- [ACTIVITY]: Print only the lines from the top of the data through the line with "Use xmin= ymin= xmax= ymax= notation, spaces", both included, skipping every picture.

(DATA TO EXAMINE)

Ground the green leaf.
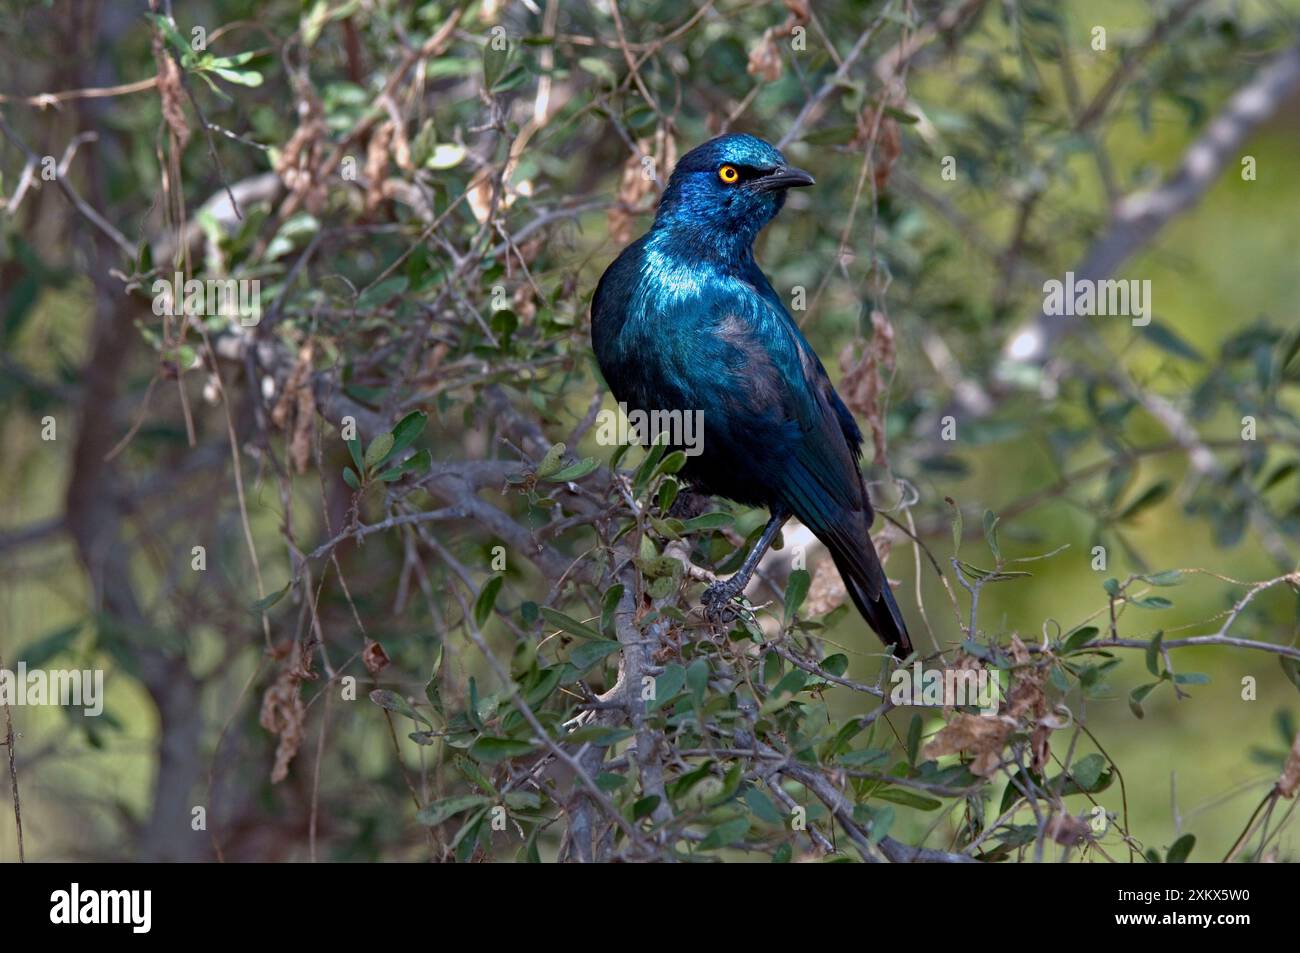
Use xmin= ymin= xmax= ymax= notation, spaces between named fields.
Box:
xmin=783 ymin=569 xmax=810 ymax=625
xmin=686 ymin=657 xmax=709 ymax=703
xmin=697 ymin=817 xmax=750 ymax=850
xmin=523 ymin=666 xmax=562 ymax=708
xmin=491 ymin=65 xmax=528 ymax=94
xmin=656 ymin=450 xmax=687 ymax=476
xmin=596 ymin=772 xmax=627 ymax=792
xmin=416 ymin=794 xmax=489 ymax=827
xmin=542 ymin=457 xmax=598 ymax=483
xmin=600 ymin=584 xmax=624 ymax=635
xmin=871 ymin=787 xmax=942 ymax=811
xmin=982 ymin=509 xmax=1001 ymax=560
xmin=1141 ymin=320 xmax=1204 ymax=362
xmin=355 ymin=276 xmax=408 ymax=310
xmin=1166 ymin=833 xmax=1195 ymax=863
xmin=483 ymin=38 xmax=511 ymax=89
xmin=1062 ymin=625 xmax=1099 ymax=653
xmin=426 ymin=143 xmax=466 ymax=170
xmin=706 ymin=762 xmax=744 ymax=807
xmin=539 ymin=606 xmax=606 ymax=641
xmin=569 ymin=640 xmax=622 ymax=672
xmin=207 ymin=51 xmax=259 ymax=69
xmin=1280 ymin=655 xmax=1300 ymax=693
xmin=364 ymin=432 xmax=394 ymax=470
xmin=563 ymin=725 xmax=632 ymax=747
xmin=147 ymin=14 xmax=190 ymax=57
xmin=1054 ymin=755 xmax=1113 ymax=796
xmin=474 ymin=575 xmax=504 ymax=628
xmin=1279 ymin=327 xmax=1300 ymax=377
xmin=821 ymin=654 xmax=849 ymax=677
xmin=906 ymin=714 xmax=922 ymax=766
xmin=504 ymin=790 xmax=540 ymax=811
xmin=377 ymin=448 xmax=431 ymax=482
xmin=770 ymin=669 xmax=807 ymax=700
xmin=384 ymin=411 xmax=427 ymax=462
xmin=657 ymin=479 xmax=679 ymax=514
xmin=838 ymin=747 xmax=890 ymax=767
xmin=855 ymin=804 xmax=896 ymax=844
xmin=1262 ymin=461 xmax=1298 ymax=491
xmin=1145 ymin=632 xmax=1164 ymax=678
xmin=345 ymin=431 xmax=364 ymax=474
xmin=452 ymin=811 xmax=486 ymax=860
xmin=469 ymin=736 xmax=534 ymax=764
xmin=342 ymin=466 xmax=361 ymax=489
xmin=667 ymin=761 xmax=714 ymax=800
xmin=425 ymin=644 xmax=444 ymax=714
xmin=250 ymin=581 xmax=291 ymax=613
xmin=945 ymin=496 xmax=963 ymax=555
xmin=632 ymin=443 xmax=669 ymax=496
xmin=369 ymin=689 xmax=432 ymax=727
xmin=17 ymin=622 xmax=83 ymax=669
xmin=577 ymin=56 xmax=617 ymax=85
xmin=453 ymin=755 xmax=496 ymax=794
xmin=883 ymin=106 xmax=919 ymax=124
xmin=999 ymin=769 xmax=1037 ymax=815
xmin=650 ymin=664 xmax=686 ymax=710
xmin=1119 ymin=481 xmax=1171 ymax=522
xmin=208 ymin=66 xmax=263 ymax=87
xmin=681 ymin=512 xmax=734 ymax=532
xmin=465 ymin=678 xmax=485 ymax=732
xmin=744 ymin=786 xmax=785 ymax=825
xmin=1069 ymin=753 xmax=1106 ymax=791
xmin=536 ymin=442 xmax=565 ymax=478
xmin=1129 ymin=682 xmax=1158 ymax=718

(End DATA TO EXAMINE)

- [EXPECTED ANSWER]:
Ground the green leaf.
Use xmin= ymin= xmax= ymax= notation, spaces between named fields.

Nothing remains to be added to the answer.